** MATERIAL FOR THIS EXERCISE **
══════

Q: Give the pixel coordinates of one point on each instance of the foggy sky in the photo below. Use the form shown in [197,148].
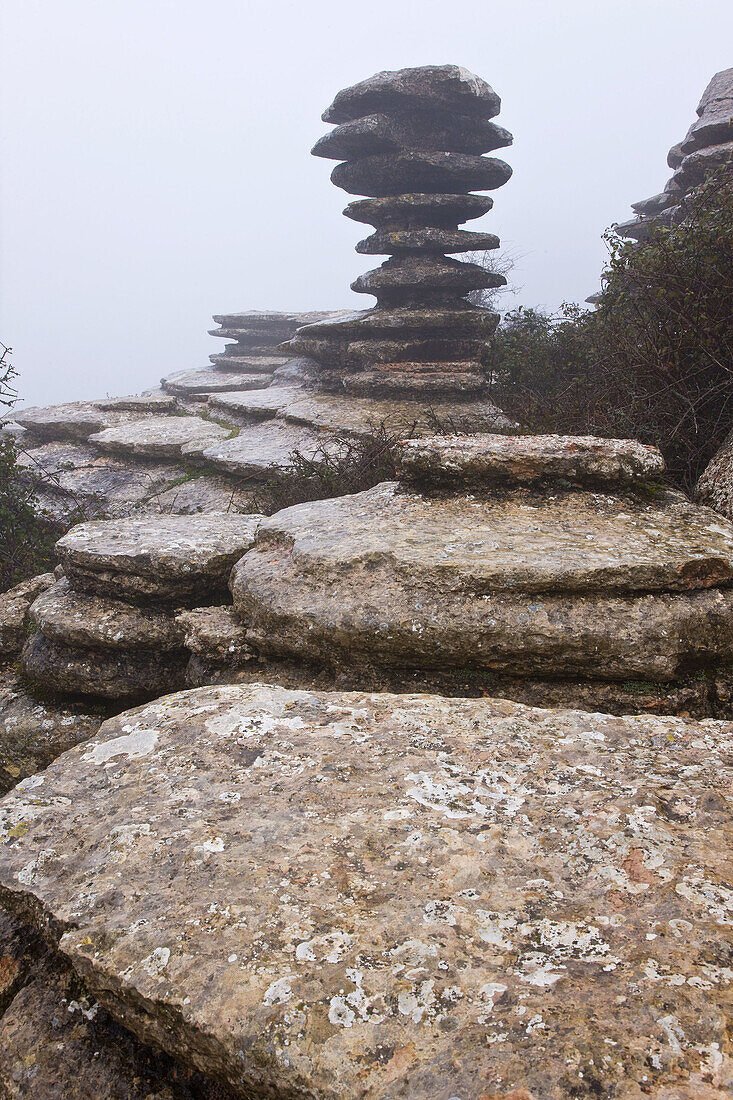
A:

══════

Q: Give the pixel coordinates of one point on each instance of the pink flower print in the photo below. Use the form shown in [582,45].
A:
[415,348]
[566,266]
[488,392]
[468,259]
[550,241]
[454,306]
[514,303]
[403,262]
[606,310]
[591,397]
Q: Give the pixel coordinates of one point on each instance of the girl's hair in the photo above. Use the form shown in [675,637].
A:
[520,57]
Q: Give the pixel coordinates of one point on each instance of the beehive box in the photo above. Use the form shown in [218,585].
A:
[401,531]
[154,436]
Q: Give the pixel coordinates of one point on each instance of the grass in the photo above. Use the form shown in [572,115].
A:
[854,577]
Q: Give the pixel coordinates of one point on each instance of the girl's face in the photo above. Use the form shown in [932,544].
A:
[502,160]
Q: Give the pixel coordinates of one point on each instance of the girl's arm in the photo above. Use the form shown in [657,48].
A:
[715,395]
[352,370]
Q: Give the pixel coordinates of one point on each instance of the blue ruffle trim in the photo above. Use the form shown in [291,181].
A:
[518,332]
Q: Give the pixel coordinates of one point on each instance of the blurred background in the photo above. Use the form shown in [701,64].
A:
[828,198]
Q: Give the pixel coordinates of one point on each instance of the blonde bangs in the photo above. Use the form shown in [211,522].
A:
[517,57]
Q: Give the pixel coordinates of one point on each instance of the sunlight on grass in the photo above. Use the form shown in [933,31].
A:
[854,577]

══════

** INSTRUCTIONS TO FOLLOW **
Show every line from the items above that contains the word "below", copying each line in full. Case counts.

** EXERCISE OUTPUT **
Q: Give the pixel coordinates of one point on each instance of the foggy sky in the photo below. Use the form shown in [197,148].
Q: Give the pixel coordinates of one point on each instance of the pink flower print in the photo below. Use the form shown in [582,45].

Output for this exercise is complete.